• SUPPLIED PASSAGE:
BEGIN
Car engines for the past couple of decades have had increasingly sophisticated on-board diagnostic systems, or OBDs, that give car drivers warnings when they spot problems that the system can’t fix itself. When this happens, you will see a specific warning light on the car’s dashboard to alert you to the problem. Below is a list of possible lights you can see, and what they might mean.
1. Check Engine Light
This is the general “check engine” warning light. If this light comes on, and it is not blinking, there are a number of both common and uncommon meanings, such as the following:
- Oxygen sensors
- Fuel cap
- Catalytic converter(s)
- Spark plugs and wires
- Mass air flow sensor
- Ignition coil(s)
- Battery and alternator system
- Exhaust gas recirculation valve
- Vacuum hose
If the ‘check engine’ light is blinking, it usually means there is a much more serious problem and you should have it looked at by your mechanic as soon as possible.
2. Brake Warning Light
If this light comes on and does not go out, it usually means one of two things:
- You still have your emergency/parking brake on
- The braking system has lost a significant amount of pressure
It’s easy to take off the parking brake, but if you’ve lost pressure in the braking system you should bring it in to be fixed immediately.
3. Battery Warning Light
If you see this light come on, it typically means there is an issue with the alternator system that recharges the engine’s battery. Your vehicle will be able to continue operating for a while without being recharged, but when the battery eventually dies all of the electrical components in your car will shut down: the engine will turn off, and you won’t be able to start it back up again. It’s important to take your car to a mechanic as soon as possible so it can be fixed.
4a. Engine Temperature Warning Light
This symbol is meant to warn you that the temperature of your engine is too high. There are two quick and easy short-term solutions to help cool the engine off:
- Turn off the engine and keep it off for a bit
- Turn on the heater to the highest setting
This won’t fix any underlying issue causing the engine to overheat, however, and you should take it into your dealer/authorized car service to have it looked at and repaired.
END
• TASK 1:
Translate this sentence from the warning light guide into Spanish: "This symbol is meant to warn you that the temperature of your engine is too high."
• TASK 2:
In the warning light guide, what does a blinking check engine light usually mean?

Point-per-instance localization data:
BEGIN
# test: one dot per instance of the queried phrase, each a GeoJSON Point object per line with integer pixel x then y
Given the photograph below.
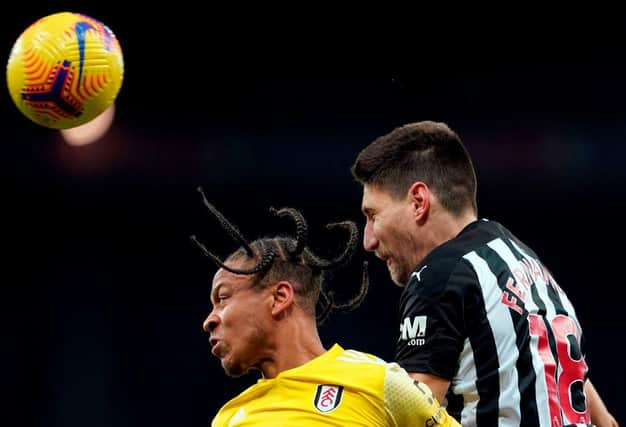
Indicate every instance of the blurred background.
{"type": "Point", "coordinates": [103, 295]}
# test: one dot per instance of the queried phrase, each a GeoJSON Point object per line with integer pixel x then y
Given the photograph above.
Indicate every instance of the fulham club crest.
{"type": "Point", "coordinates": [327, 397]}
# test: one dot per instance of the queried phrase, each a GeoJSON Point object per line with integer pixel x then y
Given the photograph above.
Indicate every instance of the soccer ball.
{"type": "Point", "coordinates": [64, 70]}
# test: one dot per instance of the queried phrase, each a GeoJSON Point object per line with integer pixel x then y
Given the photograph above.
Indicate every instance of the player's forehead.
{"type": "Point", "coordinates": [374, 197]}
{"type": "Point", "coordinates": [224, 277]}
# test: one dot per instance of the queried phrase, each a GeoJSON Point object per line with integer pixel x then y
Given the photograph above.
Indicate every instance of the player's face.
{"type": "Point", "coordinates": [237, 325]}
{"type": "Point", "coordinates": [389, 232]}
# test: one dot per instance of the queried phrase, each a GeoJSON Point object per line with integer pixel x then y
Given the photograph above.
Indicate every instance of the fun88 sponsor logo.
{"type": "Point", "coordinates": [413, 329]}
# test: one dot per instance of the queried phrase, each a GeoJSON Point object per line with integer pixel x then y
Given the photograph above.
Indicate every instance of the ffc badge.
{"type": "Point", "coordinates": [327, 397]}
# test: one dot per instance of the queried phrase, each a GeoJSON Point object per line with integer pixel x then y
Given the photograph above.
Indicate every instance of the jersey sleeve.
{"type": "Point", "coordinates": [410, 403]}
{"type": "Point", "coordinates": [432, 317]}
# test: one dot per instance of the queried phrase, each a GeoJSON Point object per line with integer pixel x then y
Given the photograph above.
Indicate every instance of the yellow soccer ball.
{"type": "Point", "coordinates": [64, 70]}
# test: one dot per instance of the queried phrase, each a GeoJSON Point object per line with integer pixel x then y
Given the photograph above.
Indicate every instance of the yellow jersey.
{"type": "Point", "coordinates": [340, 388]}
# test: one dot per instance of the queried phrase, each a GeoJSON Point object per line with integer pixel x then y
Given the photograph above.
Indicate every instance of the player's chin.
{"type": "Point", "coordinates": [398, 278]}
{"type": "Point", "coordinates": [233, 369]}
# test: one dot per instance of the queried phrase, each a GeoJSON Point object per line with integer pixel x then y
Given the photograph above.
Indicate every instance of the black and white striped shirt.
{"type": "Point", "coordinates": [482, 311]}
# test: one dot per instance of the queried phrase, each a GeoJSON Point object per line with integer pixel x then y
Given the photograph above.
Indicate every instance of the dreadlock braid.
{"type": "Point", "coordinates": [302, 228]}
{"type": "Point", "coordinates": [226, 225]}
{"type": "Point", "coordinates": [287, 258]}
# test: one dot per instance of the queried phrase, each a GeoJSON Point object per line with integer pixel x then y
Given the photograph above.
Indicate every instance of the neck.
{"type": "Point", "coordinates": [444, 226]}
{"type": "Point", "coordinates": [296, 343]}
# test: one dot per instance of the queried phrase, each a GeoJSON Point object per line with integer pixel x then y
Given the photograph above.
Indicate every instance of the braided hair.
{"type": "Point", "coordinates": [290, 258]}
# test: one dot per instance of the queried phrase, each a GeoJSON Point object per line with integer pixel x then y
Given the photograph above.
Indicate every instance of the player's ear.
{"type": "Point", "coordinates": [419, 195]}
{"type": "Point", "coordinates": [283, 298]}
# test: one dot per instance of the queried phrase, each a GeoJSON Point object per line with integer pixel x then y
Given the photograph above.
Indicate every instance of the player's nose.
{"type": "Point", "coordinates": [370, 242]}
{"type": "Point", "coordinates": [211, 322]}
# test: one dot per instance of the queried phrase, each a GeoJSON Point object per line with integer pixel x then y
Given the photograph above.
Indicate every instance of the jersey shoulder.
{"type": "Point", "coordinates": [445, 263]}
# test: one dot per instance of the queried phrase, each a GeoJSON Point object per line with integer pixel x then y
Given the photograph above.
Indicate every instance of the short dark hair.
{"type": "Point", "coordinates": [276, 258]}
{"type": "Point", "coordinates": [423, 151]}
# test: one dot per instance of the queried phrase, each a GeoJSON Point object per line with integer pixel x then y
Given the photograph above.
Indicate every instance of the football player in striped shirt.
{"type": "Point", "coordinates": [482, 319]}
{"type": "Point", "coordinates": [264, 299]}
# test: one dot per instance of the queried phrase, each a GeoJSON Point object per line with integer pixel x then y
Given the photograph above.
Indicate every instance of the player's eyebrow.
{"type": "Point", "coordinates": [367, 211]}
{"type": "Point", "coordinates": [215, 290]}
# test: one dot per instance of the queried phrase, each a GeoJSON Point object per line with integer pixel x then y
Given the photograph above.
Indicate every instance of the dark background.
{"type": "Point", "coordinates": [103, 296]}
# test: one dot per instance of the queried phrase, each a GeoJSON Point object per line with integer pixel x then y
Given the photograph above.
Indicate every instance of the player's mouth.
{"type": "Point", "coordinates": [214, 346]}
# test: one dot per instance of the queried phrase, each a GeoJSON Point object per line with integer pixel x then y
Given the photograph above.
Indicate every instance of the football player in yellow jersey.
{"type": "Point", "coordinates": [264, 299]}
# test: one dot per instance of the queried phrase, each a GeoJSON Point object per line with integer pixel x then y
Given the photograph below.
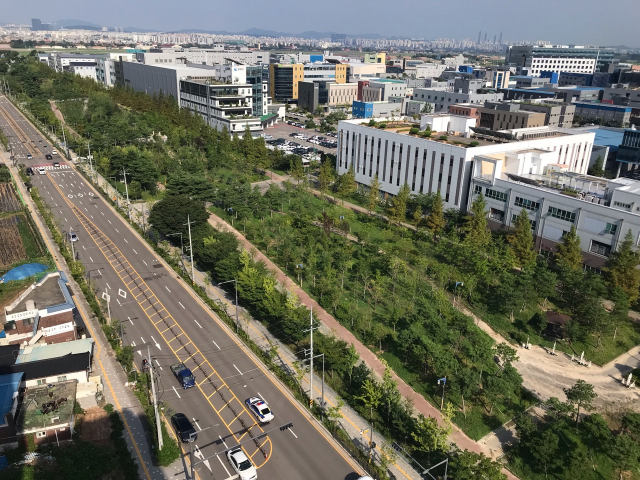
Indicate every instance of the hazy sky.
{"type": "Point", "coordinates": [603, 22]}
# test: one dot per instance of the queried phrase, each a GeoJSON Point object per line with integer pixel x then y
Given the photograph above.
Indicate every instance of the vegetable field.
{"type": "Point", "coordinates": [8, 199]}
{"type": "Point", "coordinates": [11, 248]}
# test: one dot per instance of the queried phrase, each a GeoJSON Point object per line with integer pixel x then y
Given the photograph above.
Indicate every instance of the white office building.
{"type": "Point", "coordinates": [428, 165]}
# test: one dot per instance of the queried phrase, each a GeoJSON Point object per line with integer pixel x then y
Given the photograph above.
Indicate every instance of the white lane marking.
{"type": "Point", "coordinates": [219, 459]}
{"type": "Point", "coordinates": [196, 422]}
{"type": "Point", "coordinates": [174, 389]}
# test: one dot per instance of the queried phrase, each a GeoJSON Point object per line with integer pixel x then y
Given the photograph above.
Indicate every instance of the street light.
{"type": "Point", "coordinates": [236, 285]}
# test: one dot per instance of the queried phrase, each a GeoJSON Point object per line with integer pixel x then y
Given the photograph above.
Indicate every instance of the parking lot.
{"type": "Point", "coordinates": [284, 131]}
END
• WRITTEN SOLUTION 1:
Este símbolo tiene como fin advertirle que la temperatura de su motor es demasiado alta.

• WRITTEN SOLUTION 2:
It usually means there is a much more serious problem, and you should have a mechanic look at it as soon as possible.